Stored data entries
○ ○ ○ ○ ○

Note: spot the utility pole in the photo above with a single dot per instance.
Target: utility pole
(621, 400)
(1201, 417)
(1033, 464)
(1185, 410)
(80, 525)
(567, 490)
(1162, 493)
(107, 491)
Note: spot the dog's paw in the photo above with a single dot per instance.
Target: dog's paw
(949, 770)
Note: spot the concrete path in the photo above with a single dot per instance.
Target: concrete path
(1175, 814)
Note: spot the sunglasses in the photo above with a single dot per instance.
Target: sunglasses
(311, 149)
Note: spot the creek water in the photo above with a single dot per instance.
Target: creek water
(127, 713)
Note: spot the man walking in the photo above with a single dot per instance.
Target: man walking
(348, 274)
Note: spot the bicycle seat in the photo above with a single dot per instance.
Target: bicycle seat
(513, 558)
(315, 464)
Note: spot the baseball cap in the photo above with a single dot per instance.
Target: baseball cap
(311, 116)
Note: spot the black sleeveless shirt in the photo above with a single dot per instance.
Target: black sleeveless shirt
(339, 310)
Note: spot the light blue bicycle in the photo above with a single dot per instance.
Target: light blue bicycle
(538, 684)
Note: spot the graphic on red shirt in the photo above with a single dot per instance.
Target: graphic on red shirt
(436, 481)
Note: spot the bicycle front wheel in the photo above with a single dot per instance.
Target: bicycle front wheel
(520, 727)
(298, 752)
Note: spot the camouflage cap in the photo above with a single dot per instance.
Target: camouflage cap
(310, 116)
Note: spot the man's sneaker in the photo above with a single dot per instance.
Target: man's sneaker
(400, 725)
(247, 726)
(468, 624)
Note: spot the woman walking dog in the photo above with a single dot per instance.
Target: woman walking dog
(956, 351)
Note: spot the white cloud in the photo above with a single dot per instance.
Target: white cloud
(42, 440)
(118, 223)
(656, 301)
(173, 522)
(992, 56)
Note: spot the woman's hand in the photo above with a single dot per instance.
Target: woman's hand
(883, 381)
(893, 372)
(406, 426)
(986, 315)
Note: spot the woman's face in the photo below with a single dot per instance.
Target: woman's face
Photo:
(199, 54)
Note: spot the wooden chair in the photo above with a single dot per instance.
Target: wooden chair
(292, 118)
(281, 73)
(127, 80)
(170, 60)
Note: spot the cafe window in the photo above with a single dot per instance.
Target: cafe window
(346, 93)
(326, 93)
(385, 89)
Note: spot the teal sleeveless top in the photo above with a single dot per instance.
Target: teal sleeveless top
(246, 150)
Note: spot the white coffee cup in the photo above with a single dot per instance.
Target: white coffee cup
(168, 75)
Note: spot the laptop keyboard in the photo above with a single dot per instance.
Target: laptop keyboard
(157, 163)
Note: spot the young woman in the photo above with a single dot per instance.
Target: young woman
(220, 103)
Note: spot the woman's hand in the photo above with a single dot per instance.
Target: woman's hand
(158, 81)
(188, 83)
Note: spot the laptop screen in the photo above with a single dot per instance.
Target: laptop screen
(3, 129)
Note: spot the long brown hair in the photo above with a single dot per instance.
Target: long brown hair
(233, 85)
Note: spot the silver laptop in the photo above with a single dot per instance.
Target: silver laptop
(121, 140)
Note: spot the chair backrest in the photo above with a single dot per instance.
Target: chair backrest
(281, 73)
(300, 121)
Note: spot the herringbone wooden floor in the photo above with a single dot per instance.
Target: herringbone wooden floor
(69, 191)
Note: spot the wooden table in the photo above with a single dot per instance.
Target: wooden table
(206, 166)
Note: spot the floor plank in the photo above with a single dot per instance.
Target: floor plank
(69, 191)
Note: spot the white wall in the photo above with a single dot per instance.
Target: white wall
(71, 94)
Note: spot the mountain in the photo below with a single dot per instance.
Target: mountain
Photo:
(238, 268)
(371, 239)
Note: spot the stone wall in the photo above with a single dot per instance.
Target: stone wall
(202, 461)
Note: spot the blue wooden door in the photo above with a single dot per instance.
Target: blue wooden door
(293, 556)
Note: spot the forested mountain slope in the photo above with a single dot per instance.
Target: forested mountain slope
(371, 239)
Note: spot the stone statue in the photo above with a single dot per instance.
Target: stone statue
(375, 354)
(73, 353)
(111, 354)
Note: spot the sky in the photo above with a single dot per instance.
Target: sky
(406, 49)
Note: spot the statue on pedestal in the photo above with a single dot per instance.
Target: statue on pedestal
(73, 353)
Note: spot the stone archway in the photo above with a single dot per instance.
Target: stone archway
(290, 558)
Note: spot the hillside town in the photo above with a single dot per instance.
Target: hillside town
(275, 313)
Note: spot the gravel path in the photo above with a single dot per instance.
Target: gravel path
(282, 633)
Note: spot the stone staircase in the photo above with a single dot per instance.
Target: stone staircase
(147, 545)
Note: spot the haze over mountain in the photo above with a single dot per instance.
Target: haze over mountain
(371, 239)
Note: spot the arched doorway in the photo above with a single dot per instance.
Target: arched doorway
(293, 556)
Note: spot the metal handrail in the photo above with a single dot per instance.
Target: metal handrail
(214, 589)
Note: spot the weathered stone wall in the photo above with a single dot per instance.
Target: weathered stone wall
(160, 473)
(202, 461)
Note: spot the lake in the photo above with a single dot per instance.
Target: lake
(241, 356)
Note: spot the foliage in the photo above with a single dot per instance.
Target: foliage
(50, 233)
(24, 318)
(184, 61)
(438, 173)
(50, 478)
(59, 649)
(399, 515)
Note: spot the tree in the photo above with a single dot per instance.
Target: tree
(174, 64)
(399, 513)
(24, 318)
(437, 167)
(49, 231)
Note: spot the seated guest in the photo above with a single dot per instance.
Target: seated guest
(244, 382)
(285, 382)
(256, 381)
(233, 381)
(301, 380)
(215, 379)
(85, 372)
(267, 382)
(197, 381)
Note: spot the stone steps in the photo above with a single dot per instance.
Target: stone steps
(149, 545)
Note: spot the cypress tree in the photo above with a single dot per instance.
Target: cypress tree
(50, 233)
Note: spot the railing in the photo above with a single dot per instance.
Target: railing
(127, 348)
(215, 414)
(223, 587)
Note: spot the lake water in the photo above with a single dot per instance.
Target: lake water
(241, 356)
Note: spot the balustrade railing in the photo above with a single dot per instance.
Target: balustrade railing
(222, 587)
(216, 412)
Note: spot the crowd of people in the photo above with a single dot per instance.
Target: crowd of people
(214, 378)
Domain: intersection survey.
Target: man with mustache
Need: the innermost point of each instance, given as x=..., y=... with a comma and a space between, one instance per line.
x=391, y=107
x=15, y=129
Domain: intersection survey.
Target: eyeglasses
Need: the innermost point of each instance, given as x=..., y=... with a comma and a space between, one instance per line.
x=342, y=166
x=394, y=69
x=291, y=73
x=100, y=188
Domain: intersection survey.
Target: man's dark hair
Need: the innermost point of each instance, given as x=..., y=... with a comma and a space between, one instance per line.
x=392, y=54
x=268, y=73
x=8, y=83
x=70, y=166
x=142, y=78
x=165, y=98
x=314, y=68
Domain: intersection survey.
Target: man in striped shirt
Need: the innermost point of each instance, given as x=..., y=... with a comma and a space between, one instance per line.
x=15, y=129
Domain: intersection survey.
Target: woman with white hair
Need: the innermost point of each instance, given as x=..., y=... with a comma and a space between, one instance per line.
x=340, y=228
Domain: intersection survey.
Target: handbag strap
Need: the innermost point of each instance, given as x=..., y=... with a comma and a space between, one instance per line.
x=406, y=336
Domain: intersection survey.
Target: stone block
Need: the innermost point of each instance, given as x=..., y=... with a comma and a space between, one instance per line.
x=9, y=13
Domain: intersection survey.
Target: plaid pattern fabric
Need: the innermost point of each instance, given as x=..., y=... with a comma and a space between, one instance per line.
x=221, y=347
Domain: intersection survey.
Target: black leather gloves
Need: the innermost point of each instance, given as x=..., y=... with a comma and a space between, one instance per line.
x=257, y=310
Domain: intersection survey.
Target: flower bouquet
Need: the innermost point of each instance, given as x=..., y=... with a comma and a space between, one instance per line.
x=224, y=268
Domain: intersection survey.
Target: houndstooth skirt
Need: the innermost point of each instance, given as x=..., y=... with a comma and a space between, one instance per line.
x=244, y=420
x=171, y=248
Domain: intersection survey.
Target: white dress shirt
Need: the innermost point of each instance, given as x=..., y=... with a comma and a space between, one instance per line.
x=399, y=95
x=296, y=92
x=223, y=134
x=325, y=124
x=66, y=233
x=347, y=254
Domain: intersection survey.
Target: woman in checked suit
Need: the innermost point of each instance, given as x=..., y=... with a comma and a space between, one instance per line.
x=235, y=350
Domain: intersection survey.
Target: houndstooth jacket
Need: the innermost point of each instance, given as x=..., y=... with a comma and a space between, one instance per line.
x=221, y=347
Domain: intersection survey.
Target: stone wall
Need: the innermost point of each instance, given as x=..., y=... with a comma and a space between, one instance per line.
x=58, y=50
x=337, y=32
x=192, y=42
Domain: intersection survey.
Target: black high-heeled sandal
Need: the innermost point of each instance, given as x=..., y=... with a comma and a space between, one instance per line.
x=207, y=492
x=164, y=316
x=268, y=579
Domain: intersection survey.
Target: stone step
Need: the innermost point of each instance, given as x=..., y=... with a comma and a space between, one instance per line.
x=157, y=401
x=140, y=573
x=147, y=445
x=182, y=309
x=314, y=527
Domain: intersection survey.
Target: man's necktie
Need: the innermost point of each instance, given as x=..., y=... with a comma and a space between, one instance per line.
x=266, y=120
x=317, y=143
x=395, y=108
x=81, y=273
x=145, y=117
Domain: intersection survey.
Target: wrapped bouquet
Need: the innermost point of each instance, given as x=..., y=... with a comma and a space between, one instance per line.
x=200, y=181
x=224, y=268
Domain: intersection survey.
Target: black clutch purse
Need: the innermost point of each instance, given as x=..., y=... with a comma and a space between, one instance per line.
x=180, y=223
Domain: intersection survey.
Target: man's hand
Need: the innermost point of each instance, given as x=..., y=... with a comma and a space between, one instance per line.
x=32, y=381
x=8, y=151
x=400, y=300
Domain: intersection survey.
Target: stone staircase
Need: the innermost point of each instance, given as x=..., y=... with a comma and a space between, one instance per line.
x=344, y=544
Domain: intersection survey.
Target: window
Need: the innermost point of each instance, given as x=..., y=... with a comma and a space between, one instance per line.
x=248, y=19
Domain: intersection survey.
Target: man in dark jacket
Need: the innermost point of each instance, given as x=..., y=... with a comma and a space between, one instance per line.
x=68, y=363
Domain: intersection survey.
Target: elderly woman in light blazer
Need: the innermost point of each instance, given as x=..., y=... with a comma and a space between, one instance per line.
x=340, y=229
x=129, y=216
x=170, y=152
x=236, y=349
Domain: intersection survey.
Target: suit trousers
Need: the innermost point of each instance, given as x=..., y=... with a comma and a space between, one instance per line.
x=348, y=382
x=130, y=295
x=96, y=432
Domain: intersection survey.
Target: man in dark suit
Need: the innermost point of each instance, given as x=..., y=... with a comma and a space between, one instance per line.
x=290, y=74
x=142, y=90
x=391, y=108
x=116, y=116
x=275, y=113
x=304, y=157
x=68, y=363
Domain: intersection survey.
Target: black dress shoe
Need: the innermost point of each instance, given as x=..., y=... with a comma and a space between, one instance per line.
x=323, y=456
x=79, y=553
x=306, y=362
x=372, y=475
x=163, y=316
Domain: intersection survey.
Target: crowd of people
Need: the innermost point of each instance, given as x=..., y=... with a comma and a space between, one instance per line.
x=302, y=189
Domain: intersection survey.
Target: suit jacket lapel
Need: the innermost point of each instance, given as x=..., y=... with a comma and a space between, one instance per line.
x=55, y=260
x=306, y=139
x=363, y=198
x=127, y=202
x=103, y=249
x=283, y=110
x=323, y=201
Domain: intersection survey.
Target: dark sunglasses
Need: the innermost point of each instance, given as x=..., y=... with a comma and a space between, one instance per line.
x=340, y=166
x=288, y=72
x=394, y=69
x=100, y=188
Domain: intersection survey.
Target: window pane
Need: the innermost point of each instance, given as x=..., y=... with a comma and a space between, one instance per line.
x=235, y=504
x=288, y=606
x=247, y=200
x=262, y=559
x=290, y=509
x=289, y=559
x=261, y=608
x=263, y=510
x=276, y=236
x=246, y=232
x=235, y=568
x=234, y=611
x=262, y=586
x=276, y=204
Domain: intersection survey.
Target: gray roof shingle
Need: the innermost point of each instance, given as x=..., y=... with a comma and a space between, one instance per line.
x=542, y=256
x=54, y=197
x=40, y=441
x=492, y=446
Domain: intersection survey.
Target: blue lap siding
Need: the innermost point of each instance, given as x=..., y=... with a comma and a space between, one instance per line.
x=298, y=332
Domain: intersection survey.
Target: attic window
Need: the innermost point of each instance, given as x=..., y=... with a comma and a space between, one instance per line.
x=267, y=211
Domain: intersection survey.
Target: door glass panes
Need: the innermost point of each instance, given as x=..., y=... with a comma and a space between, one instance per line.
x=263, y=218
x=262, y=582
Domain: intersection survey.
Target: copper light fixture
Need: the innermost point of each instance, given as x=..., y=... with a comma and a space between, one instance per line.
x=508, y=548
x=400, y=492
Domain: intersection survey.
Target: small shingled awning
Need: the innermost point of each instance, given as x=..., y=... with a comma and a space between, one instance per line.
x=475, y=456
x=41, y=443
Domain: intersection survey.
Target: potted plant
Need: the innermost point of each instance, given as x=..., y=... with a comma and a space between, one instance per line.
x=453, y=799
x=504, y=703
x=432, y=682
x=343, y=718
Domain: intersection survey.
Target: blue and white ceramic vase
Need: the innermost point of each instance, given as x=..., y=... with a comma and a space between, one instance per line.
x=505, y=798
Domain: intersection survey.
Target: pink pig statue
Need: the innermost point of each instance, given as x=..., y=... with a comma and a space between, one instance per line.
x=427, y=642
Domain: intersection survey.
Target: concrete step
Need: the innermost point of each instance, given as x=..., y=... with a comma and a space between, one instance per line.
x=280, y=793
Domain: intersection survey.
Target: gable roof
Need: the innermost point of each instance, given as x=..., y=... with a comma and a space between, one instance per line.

○ ○ ○ ○ ○

## AIM OF THE EXERCISE:
Give only the number of lines in the data that include the string "below".

## EXERCISE OUTPUT:
2